TASKS TO PERFORM:
a. Reproduce, word for word, the part of the advice column that starts with the words containing "There are many" and ends with "path to take.".
b. Carry on the advice column from the point where it stops.

DOCUMENT EXCERPT:
DEAR AMY: I have a problem with my brother's wife. She has always been rude to me, my siblings and our parents. I have never tolerated her rudeness, so she usually just avoids me. The other day, she said something very nasty to me. I very calmly and firmly told her that I would not allow her to speak to me like that. She got angry, but seemed to get over it quickly. When she and my brother prepared to leave, she came over to me and threatened to "break every bone in my body" if I ever spoke to her like that again. I was shocked. She stormed out of the house before I could respond. She has crossed a line. I will not tolerate threats and bullying. I talked to my siblings about it and they all agree that I should say something, but they said that they will not take sides because they want to keep the peace. I was hoping we could all come together to let her know that we won't tolerate her rudeness and bullying, but it looks like I'm on my own. Amy, how should I handle this? Should I speak directly to her about it, or should I speak to my brother? I'm not even sure what to say (I'm very bad at confrontation).
Won't Be Bullied
DEAR WON'T BE BULLIED: Tossing a threat-grenade and then fleeing the scene is really an offensive (and cowardly) version of having the last word.
There are many ways to stand up to a bully. One way is to understand that her threat was actually a pathetic gasp. You could feel sorry for her, because she can't control her emotions or anger, and sorry for your brother, who has chosen to live with her. Feeling compassion and continuing to be vigilant, calm and responsive in the moment is one path to take.

DATA:
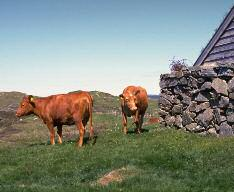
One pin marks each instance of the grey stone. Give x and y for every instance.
(170, 120)
(217, 115)
(201, 80)
(173, 83)
(231, 85)
(223, 102)
(231, 95)
(208, 73)
(183, 81)
(206, 86)
(223, 118)
(191, 127)
(220, 86)
(178, 121)
(205, 118)
(162, 112)
(178, 74)
(164, 101)
(212, 131)
(225, 72)
(230, 118)
(170, 98)
(192, 82)
(186, 99)
(202, 106)
(225, 130)
(187, 119)
(192, 106)
(177, 109)
(201, 98)
(163, 84)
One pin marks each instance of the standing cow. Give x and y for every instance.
(59, 110)
(134, 102)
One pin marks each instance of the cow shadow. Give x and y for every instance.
(142, 131)
(86, 141)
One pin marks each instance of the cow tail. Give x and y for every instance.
(91, 134)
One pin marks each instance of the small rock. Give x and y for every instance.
(212, 131)
(186, 99)
(231, 95)
(202, 106)
(225, 130)
(205, 118)
(192, 106)
(220, 86)
(177, 109)
(191, 127)
(187, 119)
(208, 73)
(230, 118)
(206, 86)
(170, 120)
(201, 98)
(164, 101)
(162, 112)
(183, 81)
(231, 85)
(224, 102)
(178, 121)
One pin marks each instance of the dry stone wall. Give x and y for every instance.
(199, 99)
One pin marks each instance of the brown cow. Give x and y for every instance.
(134, 102)
(59, 110)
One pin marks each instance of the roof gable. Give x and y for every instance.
(220, 48)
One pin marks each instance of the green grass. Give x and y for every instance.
(157, 160)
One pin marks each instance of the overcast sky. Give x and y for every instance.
(56, 46)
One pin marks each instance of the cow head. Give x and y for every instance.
(130, 100)
(26, 106)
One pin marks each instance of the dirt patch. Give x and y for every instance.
(7, 132)
(116, 175)
(153, 120)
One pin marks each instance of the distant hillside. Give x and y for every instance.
(10, 100)
(155, 97)
(103, 102)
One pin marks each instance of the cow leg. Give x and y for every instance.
(81, 129)
(60, 135)
(124, 121)
(51, 129)
(141, 119)
(137, 122)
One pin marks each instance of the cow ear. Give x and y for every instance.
(31, 99)
(137, 92)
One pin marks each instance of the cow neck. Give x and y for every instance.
(39, 106)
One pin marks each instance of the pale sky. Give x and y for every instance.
(57, 46)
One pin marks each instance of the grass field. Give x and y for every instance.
(159, 159)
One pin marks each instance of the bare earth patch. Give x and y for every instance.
(116, 175)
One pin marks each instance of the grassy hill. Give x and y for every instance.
(157, 160)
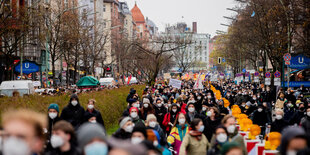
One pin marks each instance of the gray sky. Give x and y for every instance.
(207, 13)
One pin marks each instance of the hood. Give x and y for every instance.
(288, 134)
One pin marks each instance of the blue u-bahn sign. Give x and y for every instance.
(28, 67)
(300, 62)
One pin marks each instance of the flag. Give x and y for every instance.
(253, 14)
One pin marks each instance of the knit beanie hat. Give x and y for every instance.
(88, 132)
(54, 106)
(228, 146)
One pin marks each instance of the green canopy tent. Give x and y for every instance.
(87, 81)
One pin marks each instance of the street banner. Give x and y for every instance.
(268, 81)
(277, 81)
(198, 83)
(175, 83)
(256, 79)
(167, 76)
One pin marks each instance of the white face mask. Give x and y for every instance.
(209, 113)
(231, 129)
(10, 144)
(221, 138)
(129, 128)
(52, 115)
(133, 114)
(182, 121)
(74, 103)
(291, 152)
(90, 106)
(146, 105)
(278, 117)
(191, 109)
(152, 124)
(56, 141)
(136, 140)
(204, 108)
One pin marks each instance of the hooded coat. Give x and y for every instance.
(73, 114)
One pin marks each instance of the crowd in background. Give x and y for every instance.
(164, 120)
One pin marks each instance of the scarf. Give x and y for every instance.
(196, 134)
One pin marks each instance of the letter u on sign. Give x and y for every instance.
(301, 60)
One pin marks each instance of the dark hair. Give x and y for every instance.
(194, 123)
(177, 119)
(67, 128)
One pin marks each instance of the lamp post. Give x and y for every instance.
(288, 39)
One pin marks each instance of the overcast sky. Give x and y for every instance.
(207, 13)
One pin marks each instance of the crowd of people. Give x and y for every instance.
(164, 120)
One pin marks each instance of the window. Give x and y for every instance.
(66, 3)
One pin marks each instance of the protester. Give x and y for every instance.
(138, 134)
(229, 122)
(195, 142)
(23, 132)
(126, 127)
(73, 112)
(170, 117)
(160, 111)
(91, 111)
(221, 137)
(279, 123)
(293, 140)
(178, 132)
(305, 123)
(63, 140)
(92, 139)
(151, 123)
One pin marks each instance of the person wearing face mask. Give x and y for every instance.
(63, 140)
(281, 101)
(178, 133)
(92, 111)
(131, 103)
(53, 117)
(293, 139)
(23, 132)
(151, 123)
(191, 112)
(195, 142)
(92, 139)
(126, 126)
(73, 112)
(146, 109)
(305, 122)
(229, 122)
(261, 118)
(160, 112)
(221, 137)
(289, 111)
(170, 117)
(138, 134)
(134, 116)
(299, 114)
(223, 111)
(211, 122)
(279, 123)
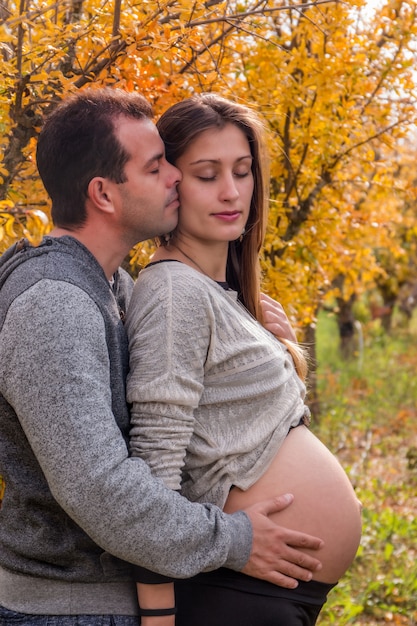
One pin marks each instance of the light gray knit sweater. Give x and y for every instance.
(74, 499)
(214, 394)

ACTIVITY ANSWERS:
a.
There are many ways to stand up to a bully. One way is to understand that her threat was actually a pathetic gasp. You could feel sorry for her, because she can't control her emotions or anger, and sorry for your brother, who has chosen to live with her. Feeling compassion and continuing to be vigilant, calm and responsive in the moment is one path to take.

b.
If you respond to your sister-in-law's statement after the fact, understand that she will find a way to up the ante and stir up more drama. Keep your statement simple, calm and focused on the natural consequences of her actions: "I was completely shocked that you would threaten me with physical violence. I can tell that you are very upset because I've decided not to tolerate your bad treatment. I understand that there are times when we will be in the same space. Keeping our distance works for me. But I'm letting you know that if you ever do that again, I'll take your threat very seriously."
DEAR AMY: Please settle a debate in our family. My mother states that "proper etiquette" dictates that while dining in groups, whether in restaurants or at home, it is rude to remove the finished plate of any one person until all diners have finished eating. She thinks that doing so makes those still eating feel rushed or as if they should not still be eating. While I understand her point, I say this is a quirk of hers and not an etiquette standard. What say you?
DEAR INQUIRING: Your mother's point is directed solely toward the guests' feelings and comfort.
You say you understand her reasoning. So, if she is being kind, thoughtful and hospitable — and you cede the legitimacy of her point — then why is this debatable?
The entire purpose of etiquette is not to start or settle family arguments, but to create guidelines which will always support politeness and kindness.
As it happens, your mother is also correct about this long-standing dining standard.
Slowing things down is good for everyone. Instead of racing to clear plates as people finish their entree, offer members of the "clean plate club" another round of wine or sparkling water.
The following directive is from Etiquettescholar.com:
"At a small dinner party, plates are cleared after the last guest is finished. At a large dinner party, to expedite service, plates are cleared as soon as the majority of guests are finished."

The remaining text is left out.